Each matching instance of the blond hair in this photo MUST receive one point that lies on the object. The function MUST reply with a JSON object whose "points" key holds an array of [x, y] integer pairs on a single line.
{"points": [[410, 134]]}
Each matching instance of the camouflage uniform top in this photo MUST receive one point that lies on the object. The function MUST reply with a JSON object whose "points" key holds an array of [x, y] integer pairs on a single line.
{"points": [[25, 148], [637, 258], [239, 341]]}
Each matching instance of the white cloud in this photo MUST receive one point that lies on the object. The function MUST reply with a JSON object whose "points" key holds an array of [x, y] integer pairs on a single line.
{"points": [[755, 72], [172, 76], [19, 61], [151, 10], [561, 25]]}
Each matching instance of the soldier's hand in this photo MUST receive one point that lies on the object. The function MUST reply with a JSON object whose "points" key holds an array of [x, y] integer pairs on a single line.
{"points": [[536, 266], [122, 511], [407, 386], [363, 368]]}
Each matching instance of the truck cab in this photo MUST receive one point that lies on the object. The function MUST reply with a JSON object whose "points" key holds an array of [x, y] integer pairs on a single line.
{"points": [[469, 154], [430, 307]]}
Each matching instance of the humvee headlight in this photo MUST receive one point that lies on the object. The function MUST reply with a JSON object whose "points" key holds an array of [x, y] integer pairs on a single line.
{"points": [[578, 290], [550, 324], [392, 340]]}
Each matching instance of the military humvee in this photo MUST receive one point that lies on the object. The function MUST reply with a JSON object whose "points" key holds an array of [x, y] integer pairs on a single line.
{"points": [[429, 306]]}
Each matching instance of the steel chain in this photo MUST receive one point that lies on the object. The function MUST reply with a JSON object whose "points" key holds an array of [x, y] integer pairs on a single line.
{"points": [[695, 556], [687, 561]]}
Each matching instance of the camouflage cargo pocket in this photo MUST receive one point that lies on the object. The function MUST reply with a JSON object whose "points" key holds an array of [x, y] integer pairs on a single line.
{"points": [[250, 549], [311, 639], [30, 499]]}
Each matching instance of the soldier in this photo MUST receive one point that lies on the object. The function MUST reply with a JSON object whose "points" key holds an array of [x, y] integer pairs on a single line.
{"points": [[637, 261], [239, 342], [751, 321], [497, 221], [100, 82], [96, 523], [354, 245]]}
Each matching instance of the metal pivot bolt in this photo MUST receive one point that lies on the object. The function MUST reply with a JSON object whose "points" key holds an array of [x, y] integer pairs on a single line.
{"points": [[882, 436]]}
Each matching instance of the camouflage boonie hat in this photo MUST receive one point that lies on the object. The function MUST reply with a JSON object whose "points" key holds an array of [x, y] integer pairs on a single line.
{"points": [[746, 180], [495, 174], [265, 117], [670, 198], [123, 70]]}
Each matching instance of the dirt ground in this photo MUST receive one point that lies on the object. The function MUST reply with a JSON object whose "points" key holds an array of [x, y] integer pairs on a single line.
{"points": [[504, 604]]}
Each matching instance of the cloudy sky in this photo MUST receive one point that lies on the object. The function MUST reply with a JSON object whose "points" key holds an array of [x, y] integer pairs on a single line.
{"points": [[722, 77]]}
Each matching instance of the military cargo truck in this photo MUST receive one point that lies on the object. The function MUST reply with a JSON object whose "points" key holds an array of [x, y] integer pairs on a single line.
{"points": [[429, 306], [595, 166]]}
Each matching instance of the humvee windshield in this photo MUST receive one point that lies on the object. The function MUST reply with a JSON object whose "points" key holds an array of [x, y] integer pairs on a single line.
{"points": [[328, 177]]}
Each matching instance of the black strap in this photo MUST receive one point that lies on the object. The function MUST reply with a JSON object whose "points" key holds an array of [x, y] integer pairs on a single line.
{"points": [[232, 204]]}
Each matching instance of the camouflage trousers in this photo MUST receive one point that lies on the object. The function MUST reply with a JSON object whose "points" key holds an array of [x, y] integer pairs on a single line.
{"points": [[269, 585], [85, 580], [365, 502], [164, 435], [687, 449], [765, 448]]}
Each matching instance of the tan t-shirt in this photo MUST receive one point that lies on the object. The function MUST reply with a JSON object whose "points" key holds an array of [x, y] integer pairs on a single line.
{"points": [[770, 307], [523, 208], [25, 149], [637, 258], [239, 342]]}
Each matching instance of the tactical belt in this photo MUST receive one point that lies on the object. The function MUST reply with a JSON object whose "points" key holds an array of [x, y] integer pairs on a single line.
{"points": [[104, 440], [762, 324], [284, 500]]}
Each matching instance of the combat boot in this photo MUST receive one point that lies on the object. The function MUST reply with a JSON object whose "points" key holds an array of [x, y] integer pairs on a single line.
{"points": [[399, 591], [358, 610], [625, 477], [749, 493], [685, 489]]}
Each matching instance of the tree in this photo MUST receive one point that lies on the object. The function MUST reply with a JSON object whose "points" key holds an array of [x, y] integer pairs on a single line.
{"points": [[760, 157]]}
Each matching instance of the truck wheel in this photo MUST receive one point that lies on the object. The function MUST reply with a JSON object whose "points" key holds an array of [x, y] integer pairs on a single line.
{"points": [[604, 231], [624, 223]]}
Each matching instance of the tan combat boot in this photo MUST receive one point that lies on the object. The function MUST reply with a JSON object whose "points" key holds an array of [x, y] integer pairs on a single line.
+ + + + +
• **Do this**:
Revise every one of the records above so that "integer pairs" becomes "whole-number pairs" wherever it occurs. Leave all other wording unchanged.

• **Final answer**:
Each matching instance of the blond hair in this photo MUST receive one point that lies on the object. The function MUST reply with a JSON object whose "points" key holds an array of [x, y] whole-number pairs on a single line.
{"points": [[410, 134]]}
Each matching instance of the camouflage uniform top in this photo MUST receive one point that lies on the object. The function MUST reply with a JSON object whose "points" key holds an array of [x, y] whole-number pairs on a single line.
{"points": [[25, 148], [637, 258], [239, 341]]}
Each matching instance of the white cloud in this photo MUST receive one point that lies on the object. The function MUST reply with a JSON object whose "points" key holds an array of [x, y] whole-number pairs on a single line.
{"points": [[755, 72], [172, 76], [19, 61], [151, 10], [561, 25]]}
Each matching instance of the soldier's hand in this photo MUST receive one point that lies on the object. The function MUST reply with a JSON object whose "points" key holds an array of [x, y] whole-number pairs on a single line.
{"points": [[536, 266], [122, 511], [407, 386], [363, 368]]}
Each matching instance of the truck cab in this photo MUST receive one point that lies on the object. The function MUST reply with a JSON object whose "points" key holds an array of [x, y] whole-number pairs on a single line.
{"points": [[469, 154], [430, 307]]}
Each matching instance of the humvee headlight in this photo MUST receive one point that lies on the object. The function MUST reply with a JSON object whose "points" key holds an array of [x, y] whole-number pairs on a single line.
{"points": [[578, 290], [550, 324], [392, 340]]}
Each matching instance of the military humvee in this photo MUST receive one point that lies on the object. The function MUST reply with a JSON object whose "points" key holds an array of [x, y] whole-number pairs on a single line.
{"points": [[429, 306]]}
Each matching instance of the steel chain in this photo MUST receive one point that lies on the object. The function MUST reply with a JSON object whose "points" key holds an array of [x, y] whole-number pairs on a single line.
{"points": [[695, 556], [687, 561]]}
Each matching instance of the camouflage cargo pocket in this photo MUST receive one point that lies on the object. The function MUST reply with a JSON object whose "points" key holds an array of [x, y] whole-number pairs on a single line.
{"points": [[250, 549], [311, 639], [30, 499]]}
Each matching instance of the soldier in this photo MUST receive one point that lies on the object. The function MUST reply with a JSON object whose "points" key holds an array of [x, y] whole-number pairs on a single line.
{"points": [[637, 261], [239, 342], [751, 321], [497, 221], [100, 82], [96, 523], [354, 245]]}
Each matching instance of the metal pivot bolt in this photo MUST receive one point that lies on the object. The function MUST reply with a JSON object whose "points" key holds an array of [x, y] whole-number pairs on a single line.
{"points": [[882, 436]]}
Each matching instance of the camouflage boonie hat in this photo MUST receive one point that lies on the object. The function MUST reply with a JSON object whose "points" key holds an array of [x, y] whole-number pairs on a single line.
{"points": [[746, 180], [495, 174], [265, 117], [670, 198], [123, 70]]}
Each matching instance of the dirt ground in this photo MUST receive one point that lies on the object. The function MUST reply with a JSON object whose "points" key holds an array of [x, y] whole-number pairs on a single line.
{"points": [[504, 604]]}
Each matching instance of the cloudy sky in this photo MUST receive one point that lies on the object. The function MUST reply with a JSON object whose "points" key holds an array of [x, y] whole-number pairs on a single line.
{"points": [[722, 77]]}
Each matching instance of the military cargo truck in this photo MUST receive one point that lies on the object. The function MUST reply with a JSON object whose "points" key holds an array of [x, y] whole-number pairs on a single line.
{"points": [[429, 306], [595, 166]]}
Each matching instance of the humvee windshield in this photo MUST receive one point that lies on the object. The function MUST reply with a JSON object whose "points" key holds an array of [x, y] whole-number pairs on a single line.
{"points": [[328, 177]]}
Each matching instance of the black strap in this photo MUST receive one point that lies on the object. The function MUST reply with a JSON object whose "points" key holds an array of [x, y] whole-number pairs on a single line.
{"points": [[232, 204]]}
Each matching instance of the camouflage trousers in this photo MUST receive one point that lies on the object. The function MUST reply with a JSON object whose "points" key holds an array of [x, y] whole-number pairs on a single line.
{"points": [[269, 585], [85, 580], [365, 502], [164, 435], [687, 449], [765, 448]]}
Each matching instance of the tan t-shirt in this photo MUST receive one point that lies on the object. The function MUST reply with a JSON object whose "points" key holds an array of [x, y] whole-number pairs on a single line.
{"points": [[770, 307], [523, 208], [25, 149], [637, 258], [239, 342]]}
Each matching instance of the tactical belt in this photo MUST receive one point that lies on the object. The function MUST reply with a JSON object whose "points" key holds an array of [x, y] whole-number pairs on a single line.
{"points": [[104, 440], [762, 324], [284, 500]]}
Each matching instance of the combat boot in this photo MUST receive one point that lies on the object. The function MUST reply with a JSON object whose "points" key holds an array of [x, y] whole-number pairs on a single line.
{"points": [[399, 591], [358, 610], [625, 477], [749, 493], [685, 489]]}
Each matching instance of the tree in this photo MUST receive one point that lies on the object. The function MUST reply with a JSON object whose "points" key holds an array of [x, y] whole-number pairs on a single line.
{"points": [[760, 157]]}
Each matching instance of the truck wheel in this photo MUST receive one point that lies on the object. The function MUST reply with a JSON object whose "points" key holds an array of [x, y] whole-number pairs on a single line.
{"points": [[604, 231], [624, 223]]}
Each matching instance of the tan combat boot in this photo MUST receive one point that lies on the object. The function MUST reply with a JSON object whose "points" key holds an array of [x, y] whole-number pairs on a single line.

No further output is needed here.